EXTRACT PROVIDED.
>> Start

Registry questionnaire of “illegalists”

          The main document used to create the database record consists of an instrument created by the Romanian Worker’s Party in 1951, called “Registry questionnaire of illegalists".
          Circumstances of emergence
          The questionnaire was used to delineate the group of party members and underground sympathizers of the clandestine communist movement.
          An account had been previously done. In November 1948, the official statistics of the party[1] indicated 626 party members with underground party internship and 4809 sympathizers, defined as people who had supported the clandestine communist movement, without being involved in the party. To sum up, at the end of 1948, the official authority considered that about 5435 people had had connections with the clandestine communist movement.
          Verifying party members lasted from November 1948 to April 1950 and had checked 913,027 members, from which nearly one-fifth were excluded.  Among the ones removed 49 “illegalists” (almost 8% of all accepted) and 210 sympathizers (about 4.36%). 259 people that had links with the illegal party were excluded (about 5% of the total number of “illegalists” checked). After the verification was completed, the RWP had only 577[2] people that were active during the clandestine period and 4599 people who had helped the party in one way or another.
          During the checks, the acceptance of new party members had been stopped[3]. This situation persisted also after the verification process was completed. The RWP’s Central Committee, which analyzed the results of the reviews and decided on receiving new members, had practically extended the ban[4].
          The RCP’s gates remained closed until the fall of 1951, when the Secretariat decided to resume receiving new members[5]. Therefore instructions that had to formalize various biographical paths so as to fit them precisely in the ideological frameworks have been developed[6]. In this broad context of revaluation of the Party’s staff, cleansed of undesirable members, the situation of the “illegalists” had been brought again under scrutiny.
 
Institutions empowered to track “illegals”
          In the summer of 1951, the party organizations throughout the country (Regional level) received the "task" of making statements regarding the number of clandestine party members and sympathizers in their area.
          People who have had or felt that they had even vague connections with the clandestine communist movement filled out a standard form called “Evidence questionnaire of illegalists ". The questionnaires were collected in each regional RWP committee which sent them to Bucharest, to the Section of the Party, Trade Unions and Worker Youth Union Leadership - Personnel Records Sector. Data collection began in August 1951 and lasted until the spring of 1952. As they were received, the records were sent to Bucharest, accompanied by nominal tables[7]. Finally, records from across the country were centralized in alphabetical registries.

>> End

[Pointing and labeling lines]

>> Start

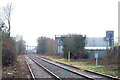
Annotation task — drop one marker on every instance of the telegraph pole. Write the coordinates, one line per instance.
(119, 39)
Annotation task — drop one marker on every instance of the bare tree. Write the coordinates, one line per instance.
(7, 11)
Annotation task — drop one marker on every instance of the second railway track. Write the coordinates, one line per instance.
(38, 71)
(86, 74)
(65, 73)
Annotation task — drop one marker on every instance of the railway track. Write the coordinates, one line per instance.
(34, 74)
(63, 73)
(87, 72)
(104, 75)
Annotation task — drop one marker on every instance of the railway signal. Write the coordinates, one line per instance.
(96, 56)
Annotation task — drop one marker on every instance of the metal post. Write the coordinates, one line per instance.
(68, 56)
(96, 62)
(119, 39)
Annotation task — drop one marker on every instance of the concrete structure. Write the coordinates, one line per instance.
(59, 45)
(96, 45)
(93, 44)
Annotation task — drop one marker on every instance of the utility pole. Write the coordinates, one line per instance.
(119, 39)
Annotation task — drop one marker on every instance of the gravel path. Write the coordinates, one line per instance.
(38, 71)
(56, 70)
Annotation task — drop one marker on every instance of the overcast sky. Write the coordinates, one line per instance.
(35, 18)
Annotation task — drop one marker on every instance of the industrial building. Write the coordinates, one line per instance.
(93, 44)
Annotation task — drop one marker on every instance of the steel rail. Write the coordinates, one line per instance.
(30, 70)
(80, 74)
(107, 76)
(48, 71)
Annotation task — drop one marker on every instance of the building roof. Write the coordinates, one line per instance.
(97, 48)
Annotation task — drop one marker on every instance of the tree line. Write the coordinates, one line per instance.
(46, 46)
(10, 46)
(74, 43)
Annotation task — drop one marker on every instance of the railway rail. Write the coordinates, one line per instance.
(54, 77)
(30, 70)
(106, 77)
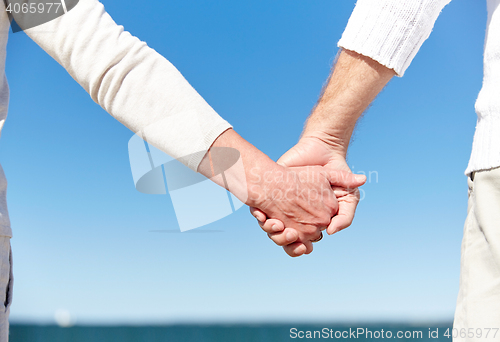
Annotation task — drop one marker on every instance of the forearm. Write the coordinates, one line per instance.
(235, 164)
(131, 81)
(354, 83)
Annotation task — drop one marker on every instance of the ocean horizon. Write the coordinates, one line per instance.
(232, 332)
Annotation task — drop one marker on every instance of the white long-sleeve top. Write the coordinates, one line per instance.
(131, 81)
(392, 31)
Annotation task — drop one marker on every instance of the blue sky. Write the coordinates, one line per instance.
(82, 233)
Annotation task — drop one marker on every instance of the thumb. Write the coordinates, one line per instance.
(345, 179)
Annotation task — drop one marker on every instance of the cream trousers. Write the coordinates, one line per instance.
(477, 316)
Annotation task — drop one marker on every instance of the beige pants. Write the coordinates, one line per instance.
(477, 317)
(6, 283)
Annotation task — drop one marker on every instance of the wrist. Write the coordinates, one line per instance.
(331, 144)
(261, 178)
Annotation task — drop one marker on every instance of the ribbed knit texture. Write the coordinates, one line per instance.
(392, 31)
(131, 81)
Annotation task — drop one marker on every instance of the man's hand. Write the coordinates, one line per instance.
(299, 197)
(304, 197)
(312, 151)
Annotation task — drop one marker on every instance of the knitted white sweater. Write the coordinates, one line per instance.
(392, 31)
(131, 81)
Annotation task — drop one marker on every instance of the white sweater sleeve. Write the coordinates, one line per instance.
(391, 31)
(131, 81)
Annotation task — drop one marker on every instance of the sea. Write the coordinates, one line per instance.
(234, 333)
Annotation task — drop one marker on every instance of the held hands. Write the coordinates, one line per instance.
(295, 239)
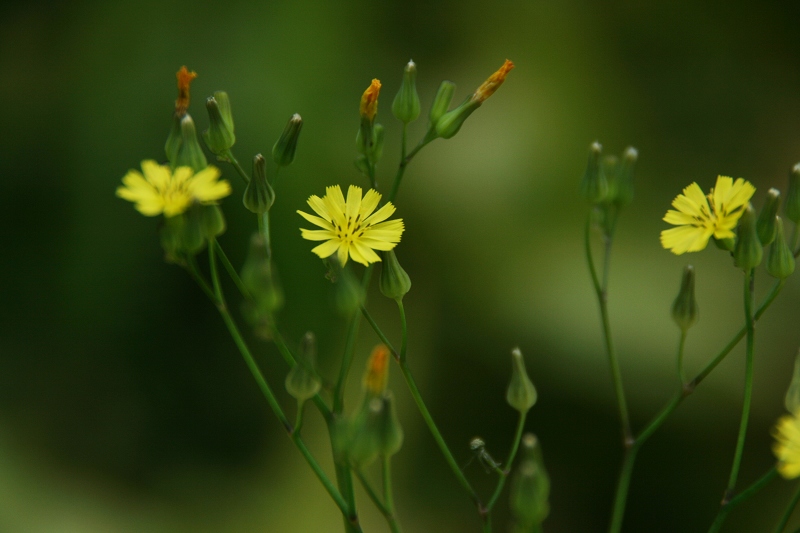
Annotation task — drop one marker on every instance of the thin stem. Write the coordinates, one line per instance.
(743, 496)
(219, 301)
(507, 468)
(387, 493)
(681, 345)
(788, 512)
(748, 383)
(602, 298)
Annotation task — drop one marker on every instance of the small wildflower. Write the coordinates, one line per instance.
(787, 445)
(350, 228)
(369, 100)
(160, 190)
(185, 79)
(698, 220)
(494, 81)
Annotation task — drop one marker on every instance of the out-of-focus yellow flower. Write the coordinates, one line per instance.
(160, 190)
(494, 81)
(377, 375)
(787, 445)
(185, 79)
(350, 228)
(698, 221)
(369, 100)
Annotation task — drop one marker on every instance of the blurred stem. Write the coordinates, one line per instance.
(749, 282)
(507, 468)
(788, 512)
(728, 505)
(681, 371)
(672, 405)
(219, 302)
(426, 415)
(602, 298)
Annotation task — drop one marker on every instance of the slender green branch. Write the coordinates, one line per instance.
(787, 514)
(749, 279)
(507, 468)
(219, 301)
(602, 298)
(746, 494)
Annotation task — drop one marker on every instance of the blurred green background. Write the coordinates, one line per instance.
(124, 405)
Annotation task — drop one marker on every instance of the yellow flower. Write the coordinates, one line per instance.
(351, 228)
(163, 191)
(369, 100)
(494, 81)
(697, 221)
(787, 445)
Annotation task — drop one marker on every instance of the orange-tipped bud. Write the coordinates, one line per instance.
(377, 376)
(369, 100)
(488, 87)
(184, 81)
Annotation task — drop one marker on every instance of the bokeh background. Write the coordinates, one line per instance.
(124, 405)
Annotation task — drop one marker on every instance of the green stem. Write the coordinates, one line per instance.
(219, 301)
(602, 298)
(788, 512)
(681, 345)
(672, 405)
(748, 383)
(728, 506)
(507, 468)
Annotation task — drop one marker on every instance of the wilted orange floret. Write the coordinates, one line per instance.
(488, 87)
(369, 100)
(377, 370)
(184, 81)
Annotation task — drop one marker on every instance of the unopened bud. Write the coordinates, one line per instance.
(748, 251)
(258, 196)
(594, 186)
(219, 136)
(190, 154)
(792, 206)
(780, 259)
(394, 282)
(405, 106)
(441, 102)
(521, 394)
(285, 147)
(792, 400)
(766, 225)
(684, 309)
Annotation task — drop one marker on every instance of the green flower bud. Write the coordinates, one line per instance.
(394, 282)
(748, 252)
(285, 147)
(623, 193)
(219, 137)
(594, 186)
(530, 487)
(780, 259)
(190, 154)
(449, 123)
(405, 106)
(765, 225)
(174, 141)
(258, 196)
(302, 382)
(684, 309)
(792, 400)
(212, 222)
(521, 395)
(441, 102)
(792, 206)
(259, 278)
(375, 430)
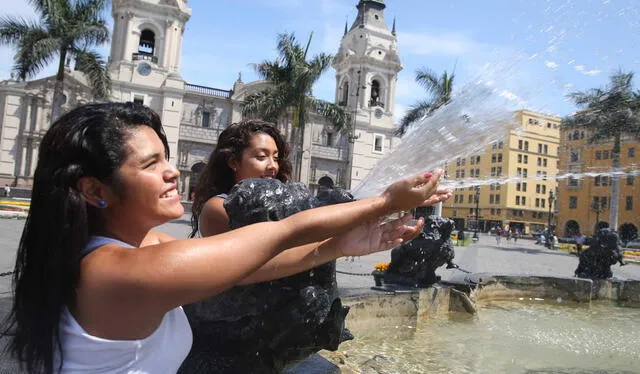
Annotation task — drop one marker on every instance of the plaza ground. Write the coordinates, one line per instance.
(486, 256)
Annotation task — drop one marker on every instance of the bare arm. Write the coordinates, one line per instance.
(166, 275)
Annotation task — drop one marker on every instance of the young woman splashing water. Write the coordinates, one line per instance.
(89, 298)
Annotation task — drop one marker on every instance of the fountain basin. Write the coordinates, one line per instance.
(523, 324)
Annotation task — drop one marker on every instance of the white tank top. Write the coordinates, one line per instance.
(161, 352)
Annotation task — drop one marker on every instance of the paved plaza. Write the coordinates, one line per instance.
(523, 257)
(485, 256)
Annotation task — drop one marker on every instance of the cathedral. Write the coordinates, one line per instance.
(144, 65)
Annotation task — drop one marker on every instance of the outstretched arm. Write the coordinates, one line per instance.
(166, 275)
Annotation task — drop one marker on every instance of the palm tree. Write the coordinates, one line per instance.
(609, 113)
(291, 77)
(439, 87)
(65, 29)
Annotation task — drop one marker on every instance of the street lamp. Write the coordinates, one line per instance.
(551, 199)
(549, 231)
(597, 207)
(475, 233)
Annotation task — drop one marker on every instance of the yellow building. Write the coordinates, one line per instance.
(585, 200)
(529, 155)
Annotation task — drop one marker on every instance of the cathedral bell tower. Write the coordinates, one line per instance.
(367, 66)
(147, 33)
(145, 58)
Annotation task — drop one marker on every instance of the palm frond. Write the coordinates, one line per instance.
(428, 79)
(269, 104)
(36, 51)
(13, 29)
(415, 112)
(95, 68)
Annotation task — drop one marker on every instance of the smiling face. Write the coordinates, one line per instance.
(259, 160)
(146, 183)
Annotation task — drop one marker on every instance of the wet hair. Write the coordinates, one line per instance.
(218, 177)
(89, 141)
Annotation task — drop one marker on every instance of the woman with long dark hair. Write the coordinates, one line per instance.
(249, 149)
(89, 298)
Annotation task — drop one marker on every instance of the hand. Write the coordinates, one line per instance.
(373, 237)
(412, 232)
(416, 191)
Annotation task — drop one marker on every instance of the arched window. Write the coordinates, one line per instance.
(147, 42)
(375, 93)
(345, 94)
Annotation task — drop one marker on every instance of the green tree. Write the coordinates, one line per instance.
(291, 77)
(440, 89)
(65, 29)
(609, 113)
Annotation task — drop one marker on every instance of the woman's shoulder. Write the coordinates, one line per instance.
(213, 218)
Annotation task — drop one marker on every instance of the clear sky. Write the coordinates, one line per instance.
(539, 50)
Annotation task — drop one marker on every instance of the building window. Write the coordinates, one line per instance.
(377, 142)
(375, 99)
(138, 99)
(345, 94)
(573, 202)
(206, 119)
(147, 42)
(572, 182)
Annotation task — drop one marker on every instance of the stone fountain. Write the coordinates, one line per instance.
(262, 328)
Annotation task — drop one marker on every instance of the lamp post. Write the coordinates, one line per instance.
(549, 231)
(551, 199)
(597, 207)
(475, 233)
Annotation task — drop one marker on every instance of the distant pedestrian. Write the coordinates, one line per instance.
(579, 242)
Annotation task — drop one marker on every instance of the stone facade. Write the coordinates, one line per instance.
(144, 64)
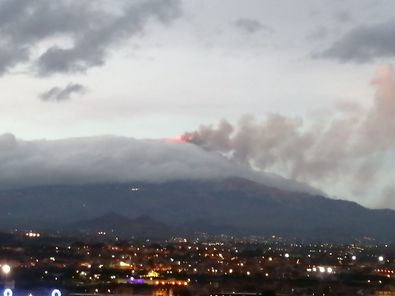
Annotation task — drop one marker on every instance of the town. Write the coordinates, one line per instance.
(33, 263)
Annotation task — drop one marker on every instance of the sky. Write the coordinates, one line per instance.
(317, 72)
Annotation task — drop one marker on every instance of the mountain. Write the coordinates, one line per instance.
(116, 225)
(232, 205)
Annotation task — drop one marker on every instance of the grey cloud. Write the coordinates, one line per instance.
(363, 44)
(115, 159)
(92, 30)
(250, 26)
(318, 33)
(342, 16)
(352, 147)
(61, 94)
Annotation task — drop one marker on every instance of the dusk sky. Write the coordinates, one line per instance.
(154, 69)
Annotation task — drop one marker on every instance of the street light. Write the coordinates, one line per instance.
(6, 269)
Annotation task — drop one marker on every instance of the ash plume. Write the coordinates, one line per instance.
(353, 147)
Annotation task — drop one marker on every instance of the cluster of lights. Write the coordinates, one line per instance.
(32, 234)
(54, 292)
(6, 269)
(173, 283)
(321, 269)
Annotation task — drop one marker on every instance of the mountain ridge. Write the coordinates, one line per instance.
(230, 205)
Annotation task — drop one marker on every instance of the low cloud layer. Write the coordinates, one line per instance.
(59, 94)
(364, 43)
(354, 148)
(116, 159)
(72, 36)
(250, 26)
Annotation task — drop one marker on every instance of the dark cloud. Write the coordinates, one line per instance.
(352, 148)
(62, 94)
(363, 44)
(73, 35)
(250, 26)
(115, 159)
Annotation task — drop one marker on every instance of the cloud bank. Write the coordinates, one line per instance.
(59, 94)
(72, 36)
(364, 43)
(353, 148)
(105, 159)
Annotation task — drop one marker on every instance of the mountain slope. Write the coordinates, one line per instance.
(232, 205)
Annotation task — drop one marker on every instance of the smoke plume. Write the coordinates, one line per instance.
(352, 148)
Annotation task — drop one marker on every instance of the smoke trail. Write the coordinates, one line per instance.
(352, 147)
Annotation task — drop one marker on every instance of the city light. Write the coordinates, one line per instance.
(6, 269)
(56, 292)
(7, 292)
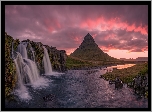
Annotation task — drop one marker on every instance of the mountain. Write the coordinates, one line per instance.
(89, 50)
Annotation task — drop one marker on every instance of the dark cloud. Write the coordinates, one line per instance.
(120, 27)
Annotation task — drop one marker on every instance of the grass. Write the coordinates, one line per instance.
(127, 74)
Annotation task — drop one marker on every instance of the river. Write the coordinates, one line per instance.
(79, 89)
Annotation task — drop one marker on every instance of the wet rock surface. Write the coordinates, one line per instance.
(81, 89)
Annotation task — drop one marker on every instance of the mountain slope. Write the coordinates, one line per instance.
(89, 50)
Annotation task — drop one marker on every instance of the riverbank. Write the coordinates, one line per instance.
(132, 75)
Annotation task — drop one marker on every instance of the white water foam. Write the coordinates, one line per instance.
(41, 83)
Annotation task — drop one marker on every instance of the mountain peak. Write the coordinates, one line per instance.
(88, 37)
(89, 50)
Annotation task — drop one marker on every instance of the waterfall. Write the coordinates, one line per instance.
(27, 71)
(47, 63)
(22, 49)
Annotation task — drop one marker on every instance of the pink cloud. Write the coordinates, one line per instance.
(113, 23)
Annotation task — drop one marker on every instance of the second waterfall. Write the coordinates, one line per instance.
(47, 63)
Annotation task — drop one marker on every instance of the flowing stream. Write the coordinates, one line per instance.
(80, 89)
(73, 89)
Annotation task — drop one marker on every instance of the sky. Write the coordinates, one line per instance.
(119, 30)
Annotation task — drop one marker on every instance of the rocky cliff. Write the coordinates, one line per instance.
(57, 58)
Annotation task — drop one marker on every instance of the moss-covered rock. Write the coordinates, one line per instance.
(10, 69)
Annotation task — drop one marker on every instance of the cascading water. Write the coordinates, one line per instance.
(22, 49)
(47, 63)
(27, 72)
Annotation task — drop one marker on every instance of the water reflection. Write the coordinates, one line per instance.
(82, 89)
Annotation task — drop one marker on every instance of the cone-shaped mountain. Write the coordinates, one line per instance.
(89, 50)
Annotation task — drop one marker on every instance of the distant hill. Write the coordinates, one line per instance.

>> End

SET PROBLEM. According to the text on the registry questionnaire of "illegalists," when did data collection begin, and until when did it last?

TASK RESULT. Data collection began in August 1951 and lasted until the spring of 1952.